___ Texte fourni ___

Extrait - Neal Cassady, Un truc très beau qui contient tout



Pour la première fois en France, les lettres de Neal Cassady ont été traduites et publiées. Le premier volume contenant les lettres écrites de 1944 à 1950, est sorti sous le titre "Neal Cassady, Un truc très beau qui contient tout" aux éditions Finitude. Cet ouvrage est tout simplement incroyable et nous dévoile le génie qu'était Neal Cassady. Pour ceux qui auraient encore des doutes quand à l'envie d'acquérir cet ouvrage, voici un extrait d'une lettre de Neal à Jack. 
à Jack Kerouac 
7 mars 1947 
Kansas City, Missouri
CHER JACK, 
Je suis dans un bar de Market Street. Je suis soûl, bon, pas complètement mais ça va pas tarder. Je suis ici pour deux raisons : j’ai 5 heures à tuer avant l’arrivée du bus pour Denver &, plus important, je suis ici (à picoler) à cause d’une femme évidemment, & quelle femme! Je te raconte dans l’ordre chronologique : 
J’étais dans un bus qui s’arrêtait à Indianapolis pour prendre des passagers – une incarnation de la Vénus de Milo, sublime, parfaitement roulée, genre intello ardente, me demande si la place à côté de moi est prise !! J’avale une lampée (je suis torché), je me rince le gosier & je bégaie: NON! (expression paradoxale en fait, comment peut-on bégayer Non!!?) Elle s’assied – je transpire – elle se met à parler, j’imagine les banalités qu’on va enfiler, alors histoire de capter son attention je reste silencieux. 
Elle (de son nom Patricia Lague) est montée dans le bus à 20 heures (faisait nuit !). J’ai rien dit jusqu’à 22h – pendant ces 2 heures j’ai pas seulement décidé de me la faire, j’ai réfléchi à COMMENT y arriver. 
Je ne peux évidemment pas te citer mot pour mot toute notre conversation mais je vais essayer de t’en récapituler l’essentiel de 22h à 2h du matin.

___ Données fournies ___

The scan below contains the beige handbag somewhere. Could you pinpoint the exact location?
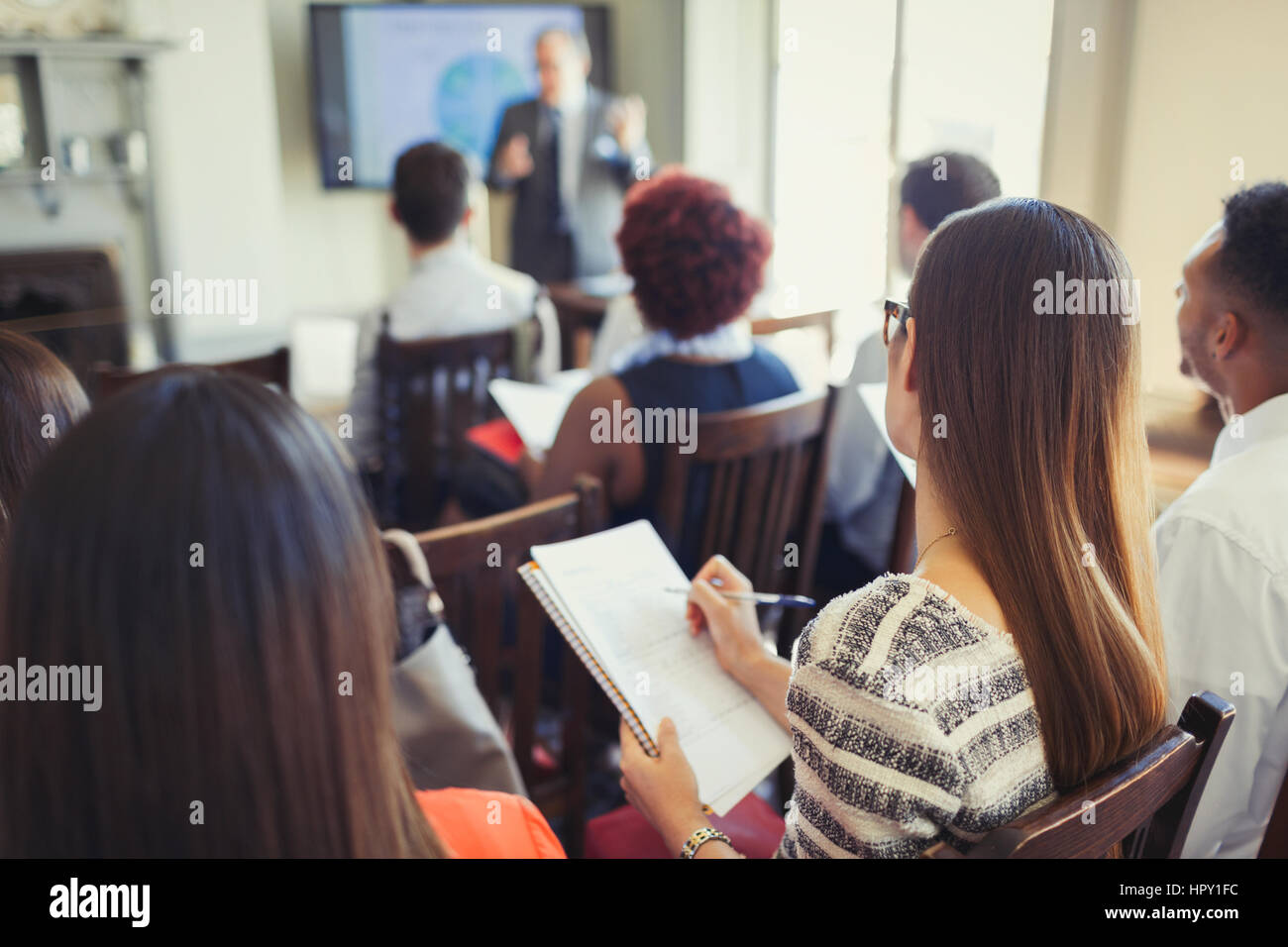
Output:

___

* Consignes *
[1] Répondez à ces questions à partir de l'extrait sur Neal Cassady :
(a) Chez quel éditeur le premier volume des lettres est-il paru ?
(b) De quelle ville et à quelle date la lettre à Jack Kerouac est-elle envoyée ?
(c) À quelle heure Patricia Lague est-elle montée dans le bus ?
[2] Recopiez l'extrait sur Neal Cassady depuis « Elle (de son » jusqu'à « 2h du matin. » inclus.

* Réponses aux consignes *
[1]
(a) Aux éditions Finitude.
(b) De Kansas City, dans le Missouri, le 7 mars 1947.
(c) À 20 heures.

[2]
Elle (de son nom Patricia Lague) est montée dans le bus à 20 heures (faisait nuit !). J’ai rien dit jusqu’à 22h – pendant ces 2 heures j’ai pas seulement décidé de me la faire, j’ai réfléchi à COMMENT y arriver. 
Je ne peux évidemment pas te citer mot pour mot toute notre conversation mais je vais essayer de t’en récapituler l’essentiel de 22h à 2h du matin.